SOURCE EXTRACT:
□ □ □

Unless you're shooting a stick and string that you made, and you use it to shoot your hand-carved wooden arrows, you're kind of being a hypocrite.


----------



## willie

Big Country said:


> Many archery orgs call crossbows archery.
> 
> Of course there are differences between the weapons.
> 
> The steps it takes to fire a crossbow and a compound are different for sure.
> 
> The end result is basically the same.
> 
> It is easier to become marginally proficient with a crossbow than a compound......
> 
> Compounds are more accurate, but not enough to bother with in regards to hunting.
> 
> Crossbows are loud, unbalanced, and awkward to handle in comparison.
> 
> Performance of crossbows and top end compounds are very close.....close enough to make it a non-issue.
> 
> You can bench a crossbow if you are in a stand and the deer cooperates. There are similar products that allow pretty much the same thing for compounds if you want to get them.
> 
> You can shoot 360 degrees out of your stand with a vertical bow......not so with a crossbow.
> 
> The single biggest talking point for the anti-crossbow crowd is the drawing in the presence of game......it is virtually negated when using a blind, and it is somewhat negated when being elevated. And drawing in the presence of game is merely another hunting skill to be learned. You do not have to draw a crossbow in the presence of game, but you do have to point it at the animal........horizontal limb configuration is much easier to spot than vertical in many cases.
> 
> Drawing on game is simply not that big of a deal.
> 
> Which brings us to the truth regarding the anti crossbow crowd........you simply do not want to share the timber with any more hunters.:embara:
> 
> The overall difference between a crossbow and a compound as it relates to hunting is minimal, and for a healthy adult, I give the edge to the compound........that is why I use them myself.

□ □ □

SUPPLIED ENTRIES:
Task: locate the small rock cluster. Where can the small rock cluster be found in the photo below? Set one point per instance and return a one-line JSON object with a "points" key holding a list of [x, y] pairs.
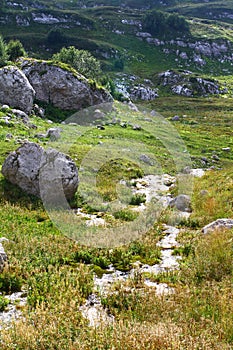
{"points": [[50, 83], [185, 83]]}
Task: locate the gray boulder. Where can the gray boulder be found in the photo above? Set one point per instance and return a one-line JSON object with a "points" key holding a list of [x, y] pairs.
{"points": [[185, 83], [64, 88], [219, 224], [15, 89], [41, 172], [182, 202]]}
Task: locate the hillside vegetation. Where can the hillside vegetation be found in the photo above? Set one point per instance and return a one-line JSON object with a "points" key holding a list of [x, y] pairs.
{"points": [[57, 266]]}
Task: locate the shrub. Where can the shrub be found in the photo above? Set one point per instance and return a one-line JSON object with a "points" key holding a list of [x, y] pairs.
{"points": [[212, 258], [15, 50], [138, 198], [125, 215], [81, 60], [3, 303], [3, 52], [10, 283]]}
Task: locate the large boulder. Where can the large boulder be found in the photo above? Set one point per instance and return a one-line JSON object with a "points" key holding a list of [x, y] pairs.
{"points": [[15, 89], [63, 87], [186, 83], [219, 224], [43, 173]]}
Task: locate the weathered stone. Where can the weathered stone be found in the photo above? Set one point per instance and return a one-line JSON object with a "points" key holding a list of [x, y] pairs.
{"points": [[219, 224], [186, 84], [36, 170], [182, 202], [64, 88], [53, 133], [15, 89]]}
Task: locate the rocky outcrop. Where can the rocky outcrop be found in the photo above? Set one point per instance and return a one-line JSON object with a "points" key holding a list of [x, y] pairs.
{"points": [[64, 88], [134, 88], [41, 172], [185, 83], [15, 89], [219, 224]]}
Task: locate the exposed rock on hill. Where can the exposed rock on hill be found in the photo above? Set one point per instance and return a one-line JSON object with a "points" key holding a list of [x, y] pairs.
{"points": [[63, 88], [15, 89], [185, 83], [135, 88], [41, 172]]}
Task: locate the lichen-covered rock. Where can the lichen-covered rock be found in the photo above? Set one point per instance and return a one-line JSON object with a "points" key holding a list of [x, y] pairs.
{"points": [[218, 224], [41, 172], [185, 83], [15, 89], [64, 88]]}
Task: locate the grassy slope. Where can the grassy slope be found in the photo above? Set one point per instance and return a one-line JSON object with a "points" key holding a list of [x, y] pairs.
{"points": [[49, 266]]}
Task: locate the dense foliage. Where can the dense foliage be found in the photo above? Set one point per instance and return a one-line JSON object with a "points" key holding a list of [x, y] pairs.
{"points": [[81, 60], [3, 52], [10, 51], [15, 50]]}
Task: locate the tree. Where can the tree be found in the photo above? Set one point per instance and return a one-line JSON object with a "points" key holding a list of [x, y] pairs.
{"points": [[81, 60], [3, 52], [15, 50]]}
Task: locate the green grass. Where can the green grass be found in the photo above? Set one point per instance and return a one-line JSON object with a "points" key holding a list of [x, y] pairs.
{"points": [[57, 272]]}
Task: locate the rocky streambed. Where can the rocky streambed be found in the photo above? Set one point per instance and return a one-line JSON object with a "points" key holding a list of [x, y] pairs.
{"points": [[153, 187]]}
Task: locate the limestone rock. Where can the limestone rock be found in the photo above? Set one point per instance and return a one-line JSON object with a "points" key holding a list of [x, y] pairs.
{"points": [[15, 89], [182, 202], [218, 224], [41, 172], [61, 87], [186, 84]]}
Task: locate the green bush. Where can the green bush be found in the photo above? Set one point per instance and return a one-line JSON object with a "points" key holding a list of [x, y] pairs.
{"points": [[3, 52], [81, 60], [3, 303], [10, 283], [15, 50], [125, 215]]}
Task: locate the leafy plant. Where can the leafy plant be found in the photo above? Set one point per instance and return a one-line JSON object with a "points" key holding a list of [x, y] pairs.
{"points": [[3, 303], [3, 52], [81, 60], [125, 215], [15, 50]]}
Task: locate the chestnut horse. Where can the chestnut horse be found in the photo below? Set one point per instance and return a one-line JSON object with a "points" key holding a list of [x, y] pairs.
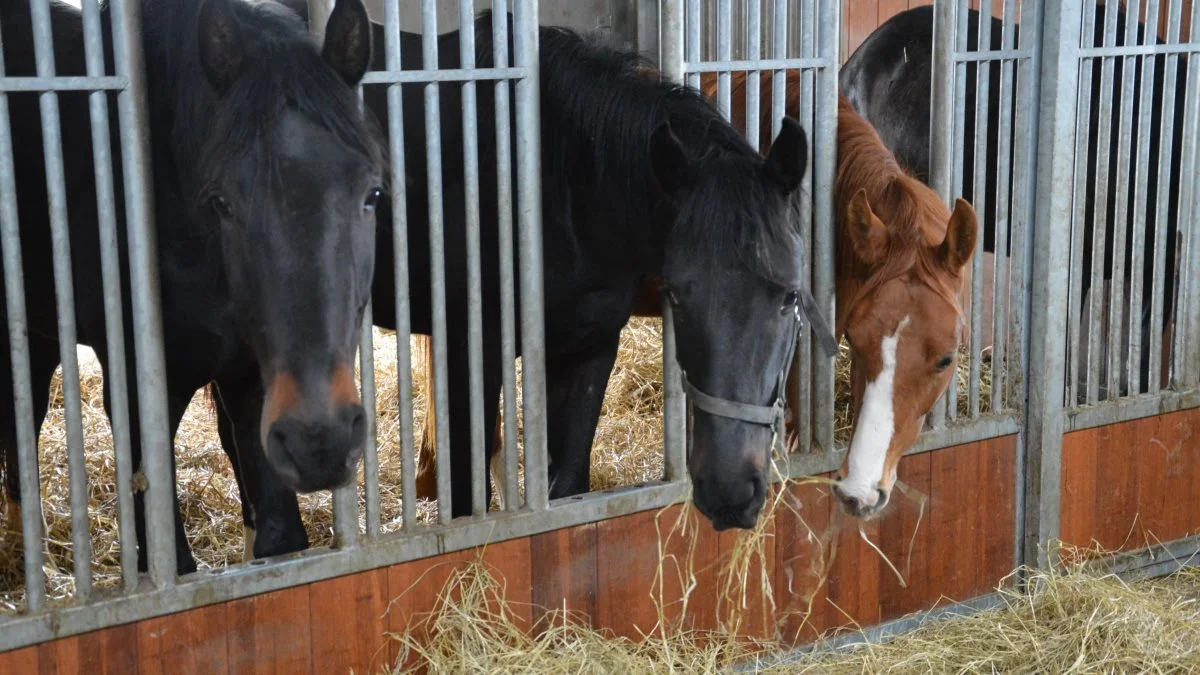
{"points": [[901, 269]]}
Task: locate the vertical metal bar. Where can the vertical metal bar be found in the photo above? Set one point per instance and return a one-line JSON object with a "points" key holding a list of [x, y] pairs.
{"points": [[941, 108], [1117, 366], [724, 48], [1141, 180], [474, 275], [825, 156], [1078, 225], [400, 261], [1057, 64], [1003, 213], [508, 288], [114, 314], [1099, 215], [437, 257], [533, 340], [371, 451], [979, 193], [675, 404], [18, 346], [754, 52], [1162, 213], [143, 254], [1187, 315], [64, 296]]}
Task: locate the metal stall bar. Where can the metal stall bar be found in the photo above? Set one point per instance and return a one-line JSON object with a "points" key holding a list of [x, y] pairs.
{"points": [[941, 109], [1057, 65], [1116, 370], [825, 160], [508, 291], [1099, 215], [675, 402], [474, 284], [437, 258], [533, 339], [117, 376], [64, 296], [151, 372], [1075, 304], [1187, 347], [18, 346], [1162, 213], [1003, 202], [979, 193], [400, 272], [346, 500]]}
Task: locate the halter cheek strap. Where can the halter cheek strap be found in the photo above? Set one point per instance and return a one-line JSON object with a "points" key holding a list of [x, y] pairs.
{"points": [[771, 414]]}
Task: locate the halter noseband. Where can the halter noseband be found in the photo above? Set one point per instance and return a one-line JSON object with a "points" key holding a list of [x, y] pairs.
{"points": [[771, 414]]}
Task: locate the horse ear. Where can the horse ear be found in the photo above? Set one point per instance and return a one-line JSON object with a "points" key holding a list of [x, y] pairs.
{"points": [[669, 160], [348, 41], [222, 52], [868, 234], [959, 245], [789, 156]]}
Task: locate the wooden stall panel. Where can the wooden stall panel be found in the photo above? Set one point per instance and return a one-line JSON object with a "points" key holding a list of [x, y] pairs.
{"points": [[1132, 484]]}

□ □ □

REQUIRED ACTIONS:
A. Please answer these questions from the crossbow discussion, one line each.
(i) According to the quoted post, which type of bow lets a hunter shoot 360 degrees out of a stand?
(ii) What does the quoted post call the single biggest talking point of the anti-crossbow crowd?
(iii) Which type of bow does the quoted poster report using?
B. Write the next part of the crossbow discussion, following on from its last sentence.

ANSWERS TO THE PROBLEMS:
A.
(i) A vertical bow.
(ii) Drawing in the presence of game.
(iii) Compounds.

B.
> 
> If you want to discuss a ridiculously unfair jump in ease of use, let us discuss the move from traditional bows to the modern day compound bow.
> 
> Go to ANY national archery target tournament and witness trad bow winning scores WAY behind crossbow winning scores.
> 
> And crossbow winning scores are ALWAYS well behind compound scores.:darkbeer:
> 
> The bottom line is that the inclusion of the crossbow in any states archery season has hurt nothing........nothing but the pride of the members of our hunting community that wish to keep others out of their game.



Good stuff... If you don't mind I'll save that for future use..


----------



## willie

Scarlet Dew said:


> Nope...........didn't spin it that way.................*YOU* did. That's why *YOU* had to "*PARAPHRASE*" it to make it read like you wanted to spin it...........
> 
> .............*LOL!!!*
> 
> _Next attempted trick _ please..........:darkbeer:


LOL... I sure didn't think that the paraphrase would go flying over your head, but it sure did.



> PARAPHRASING - " No hate here for COMPOUNDS..............just tremendous concern when they are "spun by others" as a "compatible archery class" of weaponry as a long bow......which is as false as it gets!! Their advantage differences are TREMENDOUS.


Which means - You said that about crossbows, but the very same thing can be said aout compounds. They are NOT a "compatible archery class" of a hutning tool (I don't care for the term "weaponry" as that pertains tools to kill humans, not animals) to to a long bow or a recurve for that matter... BUT they are still archery, as is a crossbow.

Since you use a crossbow in ARCHERY season you must recognize that too. Spinning it that a crossbow is not archery and then using one in an ARCHERY SEASON is a tad hypocritical.


----------



## willie

Scarlet Dew said:


> ..........
> 
> But I'm *not* gonna call a rifle a slug gun.............and I'm *not* gonna call a muzzleloader a pistol.........
> 
> *But they are a ALL firearms right?*
> 
> 
> ......and I'm *not* gonna call a Crossbow a Long Bow.........
> 
> *But they are BOTH pieces of archery equipment, right?*
> 
> 
> 
> .............
> 
> But some in here will "*PARAPHRASE*" ....."*TWIST*"............"*DISTORT*" anything they want to try to make something appear as something it's not.......
> 
> *Never did that. I have been VERY consisatent in saying that crossbows are pieces of archery equipment. Are they the same as a longbow? Noooo, but niether is a high tech, high let off all bells and whistles compound bow,.*
> 
> .............Ohhh, and so I don't forget your first question...........I shoot a *10 Point Titan* in our late season here in Indiana. *Love* that little crossbow...........it's a good escape from archery, rifles, shotguns and muzzleloaders that I use in this and other states.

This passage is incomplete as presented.